Task brief
Copy every line in the entries below word for word, with nothing added or dropped.

Task material
▶
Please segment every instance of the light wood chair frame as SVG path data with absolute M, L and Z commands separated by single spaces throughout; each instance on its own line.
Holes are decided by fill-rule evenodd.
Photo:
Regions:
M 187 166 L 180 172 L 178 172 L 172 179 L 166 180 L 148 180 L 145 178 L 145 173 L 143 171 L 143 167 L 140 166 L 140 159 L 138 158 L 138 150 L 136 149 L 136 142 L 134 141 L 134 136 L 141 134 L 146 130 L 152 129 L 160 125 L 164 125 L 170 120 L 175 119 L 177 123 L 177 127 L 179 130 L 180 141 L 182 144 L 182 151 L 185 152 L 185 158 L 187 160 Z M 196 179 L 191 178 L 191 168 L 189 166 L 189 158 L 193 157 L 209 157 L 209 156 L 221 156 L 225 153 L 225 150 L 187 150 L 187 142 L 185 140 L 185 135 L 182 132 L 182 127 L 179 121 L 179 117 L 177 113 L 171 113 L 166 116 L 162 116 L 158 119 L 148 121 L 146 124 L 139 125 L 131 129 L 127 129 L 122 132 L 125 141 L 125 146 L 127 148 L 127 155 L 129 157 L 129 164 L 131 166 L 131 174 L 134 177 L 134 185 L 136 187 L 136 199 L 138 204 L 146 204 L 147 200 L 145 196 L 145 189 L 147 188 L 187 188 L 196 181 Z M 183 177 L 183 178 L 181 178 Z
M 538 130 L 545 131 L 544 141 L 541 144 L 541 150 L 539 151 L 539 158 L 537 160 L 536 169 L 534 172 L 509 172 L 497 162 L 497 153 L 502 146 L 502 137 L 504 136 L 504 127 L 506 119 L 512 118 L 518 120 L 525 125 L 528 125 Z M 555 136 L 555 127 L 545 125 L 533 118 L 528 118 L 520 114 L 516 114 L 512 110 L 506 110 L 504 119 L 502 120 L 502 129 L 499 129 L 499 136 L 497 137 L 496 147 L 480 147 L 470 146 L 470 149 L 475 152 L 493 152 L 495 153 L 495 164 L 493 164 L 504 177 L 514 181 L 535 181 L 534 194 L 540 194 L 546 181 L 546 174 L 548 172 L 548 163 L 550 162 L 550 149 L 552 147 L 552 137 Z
◀
Solution to this exercise
Please segment every instance of the light wood chair frame as SVG path data with absolute M, L and Z commands separated by single spaces throughout; each instance on its own line.
Holes are decided by fill-rule evenodd.
Photo:
Regions:
M 187 166 L 180 172 L 178 172 L 172 179 L 166 180 L 148 180 L 145 178 L 145 173 L 143 171 L 143 167 L 140 166 L 140 159 L 138 158 L 138 150 L 136 149 L 136 142 L 134 141 L 134 136 L 141 134 L 146 130 L 152 129 L 160 125 L 164 125 L 170 120 L 175 119 L 177 123 L 177 127 L 179 130 L 180 141 L 182 144 L 182 151 L 185 152 L 185 158 L 187 160 Z M 196 179 L 191 178 L 191 168 L 189 166 L 189 158 L 193 157 L 209 157 L 209 156 L 221 156 L 225 153 L 225 150 L 187 150 L 187 142 L 185 140 L 185 135 L 182 132 L 182 127 L 179 121 L 179 117 L 177 113 L 171 113 L 166 116 L 162 116 L 158 119 L 148 121 L 146 124 L 139 125 L 131 129 L 127 129 L 122 132 L 125 141 L 125 146 L 127 148 L 127 155 L 129 157 L 129 164 L 131 166 L 131 174 L 134 177 L 134 185 L 136 187 L 136 199 L 138 204 L 146 204 L 147 200 L 145 196 L 145 189 L 147 188 L 187 188 L 196 181 Z M 183 177 L 183 178 L 181 178 Z
M 538 130 L 545 131 L 544 141 L 541 144 L 541 150 L 539 151 L 539 158 L 537 160 L 536 169 L 534 172 L 509 172 L 497 162 L 497 153 L 502 146 L 502 137 L 504 136 L 504 127 L 506 119 L 512 118 L 518 120 L 525 125 L 528 125 Z M 555 136 L 555 127 L 545 125 L 533 118 L 528 118 L 520 114 L 516 114 L 512 110 L 506 110 L 504 119 L 502 120 L 502 129 L 499 129 L 499 136 L 497 137 L 496 147 L 480 147 L 470 146 L 470 149 L 475 152 L 493 152 L 495 153 L 495 164 L 493 164 L 504 177 L 514 181 L 535 181 L 534 194 L 540 194 L 546 181 L 546 174 L 548 172 L 548 163 L 550 162 L 550 149 L 552 147 L 552 137 Z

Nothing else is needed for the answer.